▶ **Aim of the task**
From the repository description below, list every file that the data/portrait directory should contain after the Unsplash preparation step.

▶ **Document segment**
###

Awesome

Learning Subject-Aware Cropping by Outpainting Professional Photos

This repository contains code for our paper:

Learning Subject-Aware Cropping by Outpainting Professional Photos
In AAAI 2024
James Hong, Lu Yuan, Michael Gharbi, Matthew Fisher, Kayvon Fatahalian

Links: project, arXiv

@inproceedings{gencrop_aaai24,
    author={Hong, James and Yuan, Lu and Gharbi, Micha\"{e}l and Fisher, Matthew and Fatahalian, Kayvon},
    title={Learning Subject-Aware Cropping by Outpainting Professional Photos},
    booktitle={AAAI},
    year={2024}
}

This code is released under the BSD-3 LICENSE.

Stock Image Dataset

We use unsplash in the paper. To download the dataset, see Unsplash.

Unsplash

To use the Unsplash dataset, you must request access from Unsplash. Once you have access, download the dataset and extract the files.

We provide SHA256 hashes of the image ids used in our paper. To convert these back to the original image ids, use the following command: python3 prepare_unsplash.py <unsplash-dataset-path> This will create files in the data/ directory.

For example, after this step, your data/portrait directory should contain the following files:

ids_sha256.json  test.json         train.json         val.json
images.json      test_sha256.json  train_sha256.json  val_sha256.json

images.json contains the list of image ids. <split>.json contains a list of objects:

[{
    "id": image_id,                   # image id
    "subject_xywh": [x, y, w, h],     # subject bounding box (in 0 - 1)
    "hash_id": hash_id                # SHA256 hash of image id
}, ...]

Use your own dataset

To use your own dataset, you should create a directory with the following structure:

dataset/
    train.json
    val.json
    test.json

Each json file should contain a list of objects:

[{
    "id": image_id,                   # image id
    "subject_xywh": [x, y, w, h],     # subject bounding box (in 0 - 1)
}, ...]

The images should be in a directory. We prefix each image id in Unsplash with img in order to avoid odd file names starting with dashes. You can do the same, or modify the code to remove this prefix. An easy solution that does not require renaming files is to make a directory of symbolic links to the images.

Generating an outpainted dataset

Once you have a directory of images in the format described above, we can proceed with the following steps. We assume that you have at least one GPU as the steps will take a very long time on a CPU.

###

▶ **Available data**
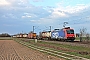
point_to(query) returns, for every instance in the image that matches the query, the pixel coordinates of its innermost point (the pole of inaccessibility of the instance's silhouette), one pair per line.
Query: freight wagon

###

▶ **Exercise solution**
- ids_sha256.json
- test.json
- train.json
- val.json
- images.json
- test_sha256.json
- train_sha256.json
- val_sha256.json